- THINGS TO DO
A - In the text on reading data into R, which function loads Excel files?
B - From the text on reading data into R, output the passage starting at "Tell read_csv to" and ending at "col_names = c('id', 'name'))", word for word.

- TEXT TO READ

-.-.-

How do we get data into R?
There are a collection of read functions, which all use similar parameters.
This will read a text file that looks like this:
id,name
1,"Bob"
2,"Sam"
We only need to pass the name of the file.
library(tidyverse)
t <- read_csv("r15-read.txt")
print(t)
This datafile has some starting lines that we need to skip
Here is a datafile
id,name
1,"Bob"
2,"Sam"
Tell read_csv to skip the first 2 lines.
library(tidyverse)
t <- read_csv("r15-read.txt", skip = 2)
print(t)
Some datafiles are missing column names.
1,"Bob"
2,"Sam"
Tell read_csv the names for columns
library(tidyverse)
t <- read_csv("r15-read.txt", col_names = c('id', 'name'))
print(t)
Some data files have missing values. This can take different forms, such as blank strings, spaces, “magic” numbers, or “NA”
id,name
1,
NA,"Sam"
-1,"Joe"
Tell read_csv which values should be transformed into
NA
.
library(tidyverse)
t <- read_csv("r15-read.txt", na = c('', ' ', 'NA', '-1'))
print(t)
We can use read_xlsx
to load Excel files.
We typically need to provide the name of the sheet.

-.-.-

- EXTRACTED RECORDS
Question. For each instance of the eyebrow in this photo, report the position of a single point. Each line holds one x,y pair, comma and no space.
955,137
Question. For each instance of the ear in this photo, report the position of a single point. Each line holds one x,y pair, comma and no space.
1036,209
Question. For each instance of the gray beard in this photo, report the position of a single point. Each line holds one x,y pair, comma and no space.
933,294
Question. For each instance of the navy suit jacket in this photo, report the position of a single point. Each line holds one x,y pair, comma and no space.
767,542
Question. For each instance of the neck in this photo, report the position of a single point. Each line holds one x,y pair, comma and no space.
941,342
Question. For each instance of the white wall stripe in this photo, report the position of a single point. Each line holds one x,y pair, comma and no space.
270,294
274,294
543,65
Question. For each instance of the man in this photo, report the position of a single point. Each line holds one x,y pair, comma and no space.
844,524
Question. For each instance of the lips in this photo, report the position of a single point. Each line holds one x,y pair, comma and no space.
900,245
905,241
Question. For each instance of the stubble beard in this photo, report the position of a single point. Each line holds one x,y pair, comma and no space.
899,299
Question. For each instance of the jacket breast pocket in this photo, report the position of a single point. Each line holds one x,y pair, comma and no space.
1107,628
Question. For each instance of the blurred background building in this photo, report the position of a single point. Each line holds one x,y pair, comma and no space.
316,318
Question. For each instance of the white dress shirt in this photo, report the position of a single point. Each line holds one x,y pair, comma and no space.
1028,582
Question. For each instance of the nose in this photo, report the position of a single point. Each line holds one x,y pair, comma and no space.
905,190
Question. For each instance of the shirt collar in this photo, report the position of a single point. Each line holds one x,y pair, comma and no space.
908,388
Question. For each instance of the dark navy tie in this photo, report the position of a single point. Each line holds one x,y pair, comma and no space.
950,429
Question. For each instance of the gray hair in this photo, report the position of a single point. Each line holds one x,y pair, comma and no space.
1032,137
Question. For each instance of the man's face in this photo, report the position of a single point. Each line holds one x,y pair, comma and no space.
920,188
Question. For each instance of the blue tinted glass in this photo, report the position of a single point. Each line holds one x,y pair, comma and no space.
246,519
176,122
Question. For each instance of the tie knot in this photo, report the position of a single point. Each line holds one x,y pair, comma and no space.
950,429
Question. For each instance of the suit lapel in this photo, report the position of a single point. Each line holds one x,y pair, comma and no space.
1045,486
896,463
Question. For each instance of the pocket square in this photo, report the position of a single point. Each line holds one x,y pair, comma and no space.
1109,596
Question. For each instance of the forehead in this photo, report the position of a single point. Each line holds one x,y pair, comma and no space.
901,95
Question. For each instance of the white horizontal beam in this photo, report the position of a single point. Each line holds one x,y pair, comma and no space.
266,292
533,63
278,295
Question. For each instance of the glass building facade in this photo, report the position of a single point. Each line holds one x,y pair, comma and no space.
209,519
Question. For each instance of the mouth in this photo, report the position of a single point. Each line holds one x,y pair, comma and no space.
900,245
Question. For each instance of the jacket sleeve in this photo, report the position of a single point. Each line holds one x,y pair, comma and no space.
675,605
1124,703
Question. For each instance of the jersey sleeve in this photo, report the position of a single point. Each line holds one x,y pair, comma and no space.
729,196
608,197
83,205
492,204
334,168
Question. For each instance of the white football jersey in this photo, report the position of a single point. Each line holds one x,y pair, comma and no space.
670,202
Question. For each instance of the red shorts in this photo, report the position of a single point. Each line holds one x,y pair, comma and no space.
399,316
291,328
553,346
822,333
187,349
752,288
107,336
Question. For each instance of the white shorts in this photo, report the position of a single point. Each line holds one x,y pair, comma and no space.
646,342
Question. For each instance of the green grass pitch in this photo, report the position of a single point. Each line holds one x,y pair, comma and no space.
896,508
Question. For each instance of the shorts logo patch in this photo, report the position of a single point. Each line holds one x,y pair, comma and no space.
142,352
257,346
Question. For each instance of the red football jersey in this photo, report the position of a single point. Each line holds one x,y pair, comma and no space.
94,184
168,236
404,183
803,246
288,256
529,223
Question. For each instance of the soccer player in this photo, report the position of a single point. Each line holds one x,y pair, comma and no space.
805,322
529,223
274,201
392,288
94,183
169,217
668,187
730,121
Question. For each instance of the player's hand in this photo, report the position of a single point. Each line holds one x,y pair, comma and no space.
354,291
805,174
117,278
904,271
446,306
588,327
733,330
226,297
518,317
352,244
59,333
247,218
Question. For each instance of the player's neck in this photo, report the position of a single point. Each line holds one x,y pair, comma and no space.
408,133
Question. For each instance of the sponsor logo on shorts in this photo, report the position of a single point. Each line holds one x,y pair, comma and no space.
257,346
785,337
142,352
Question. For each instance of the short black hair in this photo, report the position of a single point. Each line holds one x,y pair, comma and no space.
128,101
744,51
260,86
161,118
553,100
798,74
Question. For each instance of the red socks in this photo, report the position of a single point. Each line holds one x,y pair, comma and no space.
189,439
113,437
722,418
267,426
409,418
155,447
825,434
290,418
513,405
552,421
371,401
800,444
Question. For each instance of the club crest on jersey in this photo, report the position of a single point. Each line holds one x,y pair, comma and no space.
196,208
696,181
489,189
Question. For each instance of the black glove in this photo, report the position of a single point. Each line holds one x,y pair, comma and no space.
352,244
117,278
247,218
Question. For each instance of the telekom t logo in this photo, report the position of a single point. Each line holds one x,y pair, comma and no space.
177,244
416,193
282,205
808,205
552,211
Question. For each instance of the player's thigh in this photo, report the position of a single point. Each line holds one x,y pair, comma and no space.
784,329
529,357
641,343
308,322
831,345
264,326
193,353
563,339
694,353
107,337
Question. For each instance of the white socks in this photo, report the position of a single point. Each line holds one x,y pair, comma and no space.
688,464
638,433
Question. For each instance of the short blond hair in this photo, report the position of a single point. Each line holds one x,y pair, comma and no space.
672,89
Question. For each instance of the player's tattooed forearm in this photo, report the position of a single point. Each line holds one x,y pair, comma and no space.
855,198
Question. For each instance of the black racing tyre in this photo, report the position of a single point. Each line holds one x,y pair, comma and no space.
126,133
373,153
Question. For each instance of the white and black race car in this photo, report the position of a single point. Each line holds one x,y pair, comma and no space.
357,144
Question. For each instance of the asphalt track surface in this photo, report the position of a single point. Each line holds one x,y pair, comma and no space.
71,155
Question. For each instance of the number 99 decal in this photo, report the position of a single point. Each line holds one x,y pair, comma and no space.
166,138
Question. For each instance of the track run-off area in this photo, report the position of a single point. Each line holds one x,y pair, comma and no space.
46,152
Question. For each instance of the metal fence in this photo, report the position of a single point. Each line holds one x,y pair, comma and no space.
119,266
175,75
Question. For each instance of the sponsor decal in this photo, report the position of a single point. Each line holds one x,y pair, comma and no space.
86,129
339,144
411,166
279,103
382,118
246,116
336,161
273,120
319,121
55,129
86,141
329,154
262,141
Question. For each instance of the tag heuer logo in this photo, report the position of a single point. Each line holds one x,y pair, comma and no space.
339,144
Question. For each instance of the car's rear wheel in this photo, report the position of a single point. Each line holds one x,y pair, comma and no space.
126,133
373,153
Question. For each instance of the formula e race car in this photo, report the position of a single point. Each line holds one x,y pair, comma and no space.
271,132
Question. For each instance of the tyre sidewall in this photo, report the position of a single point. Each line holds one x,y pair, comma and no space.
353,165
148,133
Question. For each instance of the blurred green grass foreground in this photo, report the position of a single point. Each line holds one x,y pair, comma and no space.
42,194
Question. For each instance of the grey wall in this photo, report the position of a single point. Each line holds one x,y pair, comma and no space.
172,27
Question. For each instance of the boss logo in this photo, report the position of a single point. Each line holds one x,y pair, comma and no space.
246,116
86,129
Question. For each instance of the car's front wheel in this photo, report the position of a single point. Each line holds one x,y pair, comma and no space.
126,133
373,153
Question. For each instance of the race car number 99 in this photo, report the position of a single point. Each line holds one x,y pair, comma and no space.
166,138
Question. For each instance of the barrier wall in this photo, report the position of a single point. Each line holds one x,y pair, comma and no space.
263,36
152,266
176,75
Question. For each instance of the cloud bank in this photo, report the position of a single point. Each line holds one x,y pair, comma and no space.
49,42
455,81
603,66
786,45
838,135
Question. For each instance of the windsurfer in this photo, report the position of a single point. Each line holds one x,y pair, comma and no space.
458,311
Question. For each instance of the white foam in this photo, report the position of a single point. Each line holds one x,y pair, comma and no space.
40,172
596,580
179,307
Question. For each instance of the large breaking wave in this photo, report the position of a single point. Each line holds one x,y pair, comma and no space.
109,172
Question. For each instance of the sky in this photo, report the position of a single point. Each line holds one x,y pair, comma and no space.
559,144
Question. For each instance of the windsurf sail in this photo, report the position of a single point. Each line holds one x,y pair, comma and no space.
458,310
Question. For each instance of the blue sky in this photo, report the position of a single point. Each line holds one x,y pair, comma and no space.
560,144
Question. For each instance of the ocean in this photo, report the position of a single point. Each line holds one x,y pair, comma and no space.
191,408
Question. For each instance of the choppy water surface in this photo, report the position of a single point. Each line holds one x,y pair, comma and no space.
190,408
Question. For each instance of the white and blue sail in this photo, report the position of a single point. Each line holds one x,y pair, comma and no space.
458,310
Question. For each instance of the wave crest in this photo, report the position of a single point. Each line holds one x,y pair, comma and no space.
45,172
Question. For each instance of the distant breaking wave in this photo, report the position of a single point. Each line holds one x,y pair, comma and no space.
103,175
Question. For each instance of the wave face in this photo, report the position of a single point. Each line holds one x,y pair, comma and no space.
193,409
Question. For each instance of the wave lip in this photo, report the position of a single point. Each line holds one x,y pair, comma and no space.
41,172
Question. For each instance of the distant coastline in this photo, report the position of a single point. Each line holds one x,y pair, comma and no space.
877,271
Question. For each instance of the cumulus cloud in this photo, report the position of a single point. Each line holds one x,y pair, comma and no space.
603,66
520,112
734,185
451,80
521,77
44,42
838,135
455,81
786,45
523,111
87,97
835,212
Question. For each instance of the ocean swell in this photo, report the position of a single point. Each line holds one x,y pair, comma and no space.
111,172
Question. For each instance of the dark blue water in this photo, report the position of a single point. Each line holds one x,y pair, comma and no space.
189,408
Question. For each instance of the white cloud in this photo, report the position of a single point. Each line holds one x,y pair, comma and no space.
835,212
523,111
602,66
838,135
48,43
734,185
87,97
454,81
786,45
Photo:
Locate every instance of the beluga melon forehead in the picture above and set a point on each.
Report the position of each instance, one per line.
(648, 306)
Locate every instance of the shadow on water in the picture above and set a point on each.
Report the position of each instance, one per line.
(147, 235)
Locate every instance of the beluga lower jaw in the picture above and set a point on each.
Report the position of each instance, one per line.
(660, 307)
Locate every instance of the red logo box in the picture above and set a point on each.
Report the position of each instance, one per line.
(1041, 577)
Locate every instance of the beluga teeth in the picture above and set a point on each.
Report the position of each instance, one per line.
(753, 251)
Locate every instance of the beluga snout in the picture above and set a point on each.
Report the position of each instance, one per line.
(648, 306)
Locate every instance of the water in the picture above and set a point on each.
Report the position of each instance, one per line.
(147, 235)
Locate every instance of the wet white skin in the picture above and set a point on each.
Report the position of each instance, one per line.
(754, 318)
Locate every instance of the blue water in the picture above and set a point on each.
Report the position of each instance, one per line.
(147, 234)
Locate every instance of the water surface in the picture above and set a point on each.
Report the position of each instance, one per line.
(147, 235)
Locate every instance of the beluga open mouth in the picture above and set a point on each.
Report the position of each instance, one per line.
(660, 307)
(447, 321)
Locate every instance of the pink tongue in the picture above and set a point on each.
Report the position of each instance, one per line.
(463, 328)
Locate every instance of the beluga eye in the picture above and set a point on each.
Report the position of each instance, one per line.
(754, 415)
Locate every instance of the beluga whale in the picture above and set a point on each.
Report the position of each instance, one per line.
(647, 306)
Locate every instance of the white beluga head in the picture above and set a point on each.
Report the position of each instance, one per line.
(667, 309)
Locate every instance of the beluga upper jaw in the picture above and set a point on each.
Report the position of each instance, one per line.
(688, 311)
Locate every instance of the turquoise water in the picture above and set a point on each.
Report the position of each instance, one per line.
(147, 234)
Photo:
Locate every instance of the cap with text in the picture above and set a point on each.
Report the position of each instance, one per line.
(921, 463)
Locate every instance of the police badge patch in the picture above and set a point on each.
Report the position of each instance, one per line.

-.-.-

- EXPECTED ANSWERS
A - read_xlsx

B -
Tell read_csv to skip the first 2 lines.
library(tidyverse)
t <- read_csv("r15-read.txt", skip = 2)
print(t)
Some datafiles are missing column names.
1,"Bob"
2,"Sam"
Tell read_csv the names for columns
library(tidyverse)
t <- read_csv("r15-read.txt", col_names = c('id', 'name'))